● **AVAILABLE DATA**
.....

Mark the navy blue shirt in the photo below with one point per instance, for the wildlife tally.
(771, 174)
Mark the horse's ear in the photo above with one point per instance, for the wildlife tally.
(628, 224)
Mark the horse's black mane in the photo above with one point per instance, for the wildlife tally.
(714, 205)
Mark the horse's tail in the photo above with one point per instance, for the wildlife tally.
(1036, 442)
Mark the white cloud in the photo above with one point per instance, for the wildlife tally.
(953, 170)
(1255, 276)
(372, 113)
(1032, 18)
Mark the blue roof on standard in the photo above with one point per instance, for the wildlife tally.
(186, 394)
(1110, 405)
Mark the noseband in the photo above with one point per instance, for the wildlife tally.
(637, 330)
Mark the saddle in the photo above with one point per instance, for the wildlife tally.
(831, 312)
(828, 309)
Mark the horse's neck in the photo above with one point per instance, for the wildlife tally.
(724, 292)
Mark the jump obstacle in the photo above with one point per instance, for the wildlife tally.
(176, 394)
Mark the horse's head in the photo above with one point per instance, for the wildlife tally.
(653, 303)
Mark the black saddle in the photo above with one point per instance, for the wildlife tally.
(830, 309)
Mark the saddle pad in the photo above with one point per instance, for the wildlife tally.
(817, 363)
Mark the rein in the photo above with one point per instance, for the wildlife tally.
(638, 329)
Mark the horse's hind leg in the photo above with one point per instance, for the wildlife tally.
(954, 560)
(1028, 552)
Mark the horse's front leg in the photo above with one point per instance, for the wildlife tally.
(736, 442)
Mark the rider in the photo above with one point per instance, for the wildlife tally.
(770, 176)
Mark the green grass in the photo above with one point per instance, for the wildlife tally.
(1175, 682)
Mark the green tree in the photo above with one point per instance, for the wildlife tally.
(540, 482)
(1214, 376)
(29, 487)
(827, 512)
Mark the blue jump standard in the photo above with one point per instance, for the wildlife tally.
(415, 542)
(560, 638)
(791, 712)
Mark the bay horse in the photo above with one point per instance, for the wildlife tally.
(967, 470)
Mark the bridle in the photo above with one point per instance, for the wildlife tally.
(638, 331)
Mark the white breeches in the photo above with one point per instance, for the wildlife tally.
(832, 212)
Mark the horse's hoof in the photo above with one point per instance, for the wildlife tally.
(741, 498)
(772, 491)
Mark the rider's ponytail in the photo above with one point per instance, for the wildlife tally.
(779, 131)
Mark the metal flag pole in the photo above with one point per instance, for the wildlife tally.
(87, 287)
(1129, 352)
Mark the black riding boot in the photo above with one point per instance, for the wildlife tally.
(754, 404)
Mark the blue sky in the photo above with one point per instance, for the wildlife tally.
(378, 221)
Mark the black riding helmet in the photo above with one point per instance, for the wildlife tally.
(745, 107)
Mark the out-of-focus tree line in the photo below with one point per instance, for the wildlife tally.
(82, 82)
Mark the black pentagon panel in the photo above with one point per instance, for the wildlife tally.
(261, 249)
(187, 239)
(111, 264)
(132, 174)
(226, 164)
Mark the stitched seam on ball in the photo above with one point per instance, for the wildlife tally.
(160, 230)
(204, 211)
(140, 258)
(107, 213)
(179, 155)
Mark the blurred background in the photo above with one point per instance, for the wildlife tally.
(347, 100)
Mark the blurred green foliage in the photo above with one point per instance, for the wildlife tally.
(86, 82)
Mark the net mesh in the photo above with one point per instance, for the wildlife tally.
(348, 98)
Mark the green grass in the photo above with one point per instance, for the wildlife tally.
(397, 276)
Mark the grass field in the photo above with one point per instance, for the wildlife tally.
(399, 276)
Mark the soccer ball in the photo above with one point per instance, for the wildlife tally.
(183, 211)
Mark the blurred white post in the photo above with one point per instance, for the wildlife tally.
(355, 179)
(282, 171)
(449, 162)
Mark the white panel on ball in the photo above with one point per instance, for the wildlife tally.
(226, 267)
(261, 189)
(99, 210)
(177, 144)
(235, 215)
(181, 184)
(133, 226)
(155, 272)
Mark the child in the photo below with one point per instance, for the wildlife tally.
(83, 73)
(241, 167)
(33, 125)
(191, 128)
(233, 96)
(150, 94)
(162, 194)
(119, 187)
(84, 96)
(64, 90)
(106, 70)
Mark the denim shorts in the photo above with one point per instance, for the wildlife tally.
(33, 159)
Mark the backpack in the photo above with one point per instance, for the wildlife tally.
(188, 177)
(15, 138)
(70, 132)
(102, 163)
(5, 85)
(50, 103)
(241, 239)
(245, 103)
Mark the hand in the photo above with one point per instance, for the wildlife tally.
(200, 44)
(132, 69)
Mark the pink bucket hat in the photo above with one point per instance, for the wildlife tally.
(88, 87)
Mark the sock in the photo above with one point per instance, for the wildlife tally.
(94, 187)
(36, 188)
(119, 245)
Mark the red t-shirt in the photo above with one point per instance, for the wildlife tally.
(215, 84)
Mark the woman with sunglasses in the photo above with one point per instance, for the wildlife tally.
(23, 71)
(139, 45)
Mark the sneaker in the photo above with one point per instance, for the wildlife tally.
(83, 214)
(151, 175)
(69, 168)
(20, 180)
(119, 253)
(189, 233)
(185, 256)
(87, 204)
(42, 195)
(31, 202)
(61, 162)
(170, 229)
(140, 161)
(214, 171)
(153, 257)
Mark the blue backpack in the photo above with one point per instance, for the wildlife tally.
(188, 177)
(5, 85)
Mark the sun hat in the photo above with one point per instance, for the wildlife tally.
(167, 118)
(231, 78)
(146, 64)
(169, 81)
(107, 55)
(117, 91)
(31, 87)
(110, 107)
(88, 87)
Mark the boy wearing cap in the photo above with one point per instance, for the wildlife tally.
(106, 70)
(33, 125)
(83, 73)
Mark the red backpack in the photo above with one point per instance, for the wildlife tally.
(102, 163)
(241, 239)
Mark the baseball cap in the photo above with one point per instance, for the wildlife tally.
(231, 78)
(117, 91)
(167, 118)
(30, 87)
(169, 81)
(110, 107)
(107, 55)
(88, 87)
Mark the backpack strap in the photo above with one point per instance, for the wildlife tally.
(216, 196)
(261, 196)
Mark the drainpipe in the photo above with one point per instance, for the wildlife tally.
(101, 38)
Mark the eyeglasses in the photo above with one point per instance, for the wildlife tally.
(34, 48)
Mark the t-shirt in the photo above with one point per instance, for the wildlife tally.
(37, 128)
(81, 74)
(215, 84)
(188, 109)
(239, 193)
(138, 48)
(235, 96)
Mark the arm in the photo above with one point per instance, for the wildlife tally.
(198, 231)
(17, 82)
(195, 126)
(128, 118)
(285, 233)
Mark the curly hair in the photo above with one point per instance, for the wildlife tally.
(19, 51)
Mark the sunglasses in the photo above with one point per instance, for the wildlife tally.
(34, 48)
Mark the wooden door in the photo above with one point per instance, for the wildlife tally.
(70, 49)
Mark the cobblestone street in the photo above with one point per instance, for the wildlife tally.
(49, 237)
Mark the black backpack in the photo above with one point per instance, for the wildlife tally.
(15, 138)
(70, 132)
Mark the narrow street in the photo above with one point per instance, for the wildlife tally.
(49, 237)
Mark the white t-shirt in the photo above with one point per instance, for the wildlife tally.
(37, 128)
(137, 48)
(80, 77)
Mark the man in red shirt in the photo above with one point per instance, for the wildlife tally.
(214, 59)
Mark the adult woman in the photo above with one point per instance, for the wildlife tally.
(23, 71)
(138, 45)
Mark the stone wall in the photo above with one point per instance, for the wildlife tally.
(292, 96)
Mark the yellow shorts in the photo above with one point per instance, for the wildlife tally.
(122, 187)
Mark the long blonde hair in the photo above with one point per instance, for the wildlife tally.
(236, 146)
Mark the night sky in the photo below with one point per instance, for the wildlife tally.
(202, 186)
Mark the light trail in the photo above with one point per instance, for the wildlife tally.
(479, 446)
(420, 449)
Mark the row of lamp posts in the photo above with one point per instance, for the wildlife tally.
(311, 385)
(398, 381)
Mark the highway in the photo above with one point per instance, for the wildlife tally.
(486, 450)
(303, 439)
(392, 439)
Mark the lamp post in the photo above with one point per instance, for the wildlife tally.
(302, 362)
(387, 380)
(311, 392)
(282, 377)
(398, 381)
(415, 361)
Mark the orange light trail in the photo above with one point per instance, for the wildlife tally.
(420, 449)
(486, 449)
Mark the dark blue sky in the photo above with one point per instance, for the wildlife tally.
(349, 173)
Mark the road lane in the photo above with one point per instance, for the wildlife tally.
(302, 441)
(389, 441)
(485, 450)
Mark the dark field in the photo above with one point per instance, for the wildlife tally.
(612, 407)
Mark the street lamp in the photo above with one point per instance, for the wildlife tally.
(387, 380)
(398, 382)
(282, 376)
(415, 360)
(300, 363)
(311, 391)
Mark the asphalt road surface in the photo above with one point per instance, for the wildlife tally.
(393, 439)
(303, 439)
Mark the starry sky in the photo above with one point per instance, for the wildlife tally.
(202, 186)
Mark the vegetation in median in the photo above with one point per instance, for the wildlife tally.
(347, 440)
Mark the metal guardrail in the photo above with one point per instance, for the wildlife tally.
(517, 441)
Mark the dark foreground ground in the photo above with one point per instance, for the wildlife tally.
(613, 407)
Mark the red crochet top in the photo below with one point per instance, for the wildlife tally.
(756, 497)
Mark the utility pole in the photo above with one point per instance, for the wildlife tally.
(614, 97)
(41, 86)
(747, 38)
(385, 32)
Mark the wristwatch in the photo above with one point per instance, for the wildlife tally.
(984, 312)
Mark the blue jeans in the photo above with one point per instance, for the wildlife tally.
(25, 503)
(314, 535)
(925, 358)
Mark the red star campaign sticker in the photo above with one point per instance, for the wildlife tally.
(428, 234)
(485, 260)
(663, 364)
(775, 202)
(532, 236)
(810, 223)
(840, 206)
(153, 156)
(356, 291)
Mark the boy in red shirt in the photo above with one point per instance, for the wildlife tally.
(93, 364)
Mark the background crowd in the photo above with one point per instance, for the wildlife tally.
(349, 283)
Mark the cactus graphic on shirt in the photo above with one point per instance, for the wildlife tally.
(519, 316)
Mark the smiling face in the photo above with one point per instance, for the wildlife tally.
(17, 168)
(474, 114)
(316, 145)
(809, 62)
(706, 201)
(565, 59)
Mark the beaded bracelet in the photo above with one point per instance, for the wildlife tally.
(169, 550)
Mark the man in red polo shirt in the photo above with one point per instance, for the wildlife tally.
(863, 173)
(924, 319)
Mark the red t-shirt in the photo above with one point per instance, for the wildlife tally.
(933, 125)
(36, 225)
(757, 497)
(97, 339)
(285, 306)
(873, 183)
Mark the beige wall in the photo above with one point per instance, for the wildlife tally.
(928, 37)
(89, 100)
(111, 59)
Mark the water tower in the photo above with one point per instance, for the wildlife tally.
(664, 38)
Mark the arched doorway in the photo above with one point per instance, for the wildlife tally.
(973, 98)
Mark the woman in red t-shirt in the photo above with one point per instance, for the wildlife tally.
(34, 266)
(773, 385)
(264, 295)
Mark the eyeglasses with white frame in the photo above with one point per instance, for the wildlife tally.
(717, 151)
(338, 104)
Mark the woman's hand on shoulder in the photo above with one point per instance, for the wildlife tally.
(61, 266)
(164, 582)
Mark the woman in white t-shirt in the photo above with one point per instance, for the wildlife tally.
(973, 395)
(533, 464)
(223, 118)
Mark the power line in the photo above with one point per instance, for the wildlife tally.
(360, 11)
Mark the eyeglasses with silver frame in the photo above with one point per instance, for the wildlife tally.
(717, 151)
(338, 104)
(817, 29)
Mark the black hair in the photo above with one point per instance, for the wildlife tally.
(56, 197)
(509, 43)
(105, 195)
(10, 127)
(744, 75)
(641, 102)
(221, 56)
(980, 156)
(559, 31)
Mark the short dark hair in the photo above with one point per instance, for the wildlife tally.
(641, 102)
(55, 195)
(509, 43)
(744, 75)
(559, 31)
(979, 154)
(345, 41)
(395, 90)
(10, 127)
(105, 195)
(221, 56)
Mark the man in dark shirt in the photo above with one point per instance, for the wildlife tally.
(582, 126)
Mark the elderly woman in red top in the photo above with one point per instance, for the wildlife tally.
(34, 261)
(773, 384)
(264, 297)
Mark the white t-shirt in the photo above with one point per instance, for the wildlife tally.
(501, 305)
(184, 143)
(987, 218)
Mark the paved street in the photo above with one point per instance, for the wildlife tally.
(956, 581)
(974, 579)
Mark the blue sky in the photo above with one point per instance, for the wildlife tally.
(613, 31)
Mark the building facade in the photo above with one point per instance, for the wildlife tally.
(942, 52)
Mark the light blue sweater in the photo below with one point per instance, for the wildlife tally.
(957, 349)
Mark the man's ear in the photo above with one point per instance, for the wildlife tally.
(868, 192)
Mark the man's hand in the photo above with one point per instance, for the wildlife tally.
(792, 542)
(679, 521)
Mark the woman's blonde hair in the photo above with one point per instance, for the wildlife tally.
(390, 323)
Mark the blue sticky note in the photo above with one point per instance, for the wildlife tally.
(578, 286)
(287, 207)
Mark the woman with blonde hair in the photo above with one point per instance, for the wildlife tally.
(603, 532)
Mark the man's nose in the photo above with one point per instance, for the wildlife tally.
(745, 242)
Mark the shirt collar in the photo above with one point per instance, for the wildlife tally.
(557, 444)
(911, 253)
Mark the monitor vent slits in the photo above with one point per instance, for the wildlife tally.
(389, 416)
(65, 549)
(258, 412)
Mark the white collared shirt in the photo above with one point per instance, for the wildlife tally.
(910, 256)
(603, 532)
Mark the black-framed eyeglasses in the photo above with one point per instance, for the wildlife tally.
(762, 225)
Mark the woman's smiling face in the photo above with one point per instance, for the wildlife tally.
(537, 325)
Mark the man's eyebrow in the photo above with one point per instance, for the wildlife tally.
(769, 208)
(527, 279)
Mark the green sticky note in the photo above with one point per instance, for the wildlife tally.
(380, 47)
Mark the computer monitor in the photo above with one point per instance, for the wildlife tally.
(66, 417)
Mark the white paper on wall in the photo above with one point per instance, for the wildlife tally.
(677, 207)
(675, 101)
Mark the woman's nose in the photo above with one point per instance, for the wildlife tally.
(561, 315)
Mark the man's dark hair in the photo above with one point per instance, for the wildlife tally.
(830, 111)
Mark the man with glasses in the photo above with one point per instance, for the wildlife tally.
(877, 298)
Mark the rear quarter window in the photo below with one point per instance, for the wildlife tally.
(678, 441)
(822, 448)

.....

● **PROBLEM STATEMENT**
Format the data above as a numbered list, from its first line through the line containing "(1036, 442)", both included, and omit any blank lines.

● **THE REPLY**
1. Mark the navy blue shirt in the photo below with one point per instance, for the wildlife tally.
2. (771, 174)
3. Mark the horse's ear in the photo above with one point per instance, for the wildlife tally.
4. (628, 224)
5. Mark the horse's black mane in the photo above with one point per instance, for the wildlife tally.
6. (714, 205)
7. Mark the horse's tail in the photo above with one point per instance, for the wildlife tally.
8. (1036, 442)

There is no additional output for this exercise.